** WORK TO COMPLETE **
Copy each of the rows below verbatim, keeping their order and wording unchanged.

** DATA EXTRACT **
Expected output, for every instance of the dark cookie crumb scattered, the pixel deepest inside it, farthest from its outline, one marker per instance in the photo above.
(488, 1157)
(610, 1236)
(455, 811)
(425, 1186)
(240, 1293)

** EXERCISE ANSWER **
Expected output, for every instance of the dark cookie crumb scattered, the pixel deepest inside it, farthest from its outline, one marker per instance in the photo above.
(488, 1157)
(610, 1236)
(455, 811)
(425, 1186)
(240, 1293)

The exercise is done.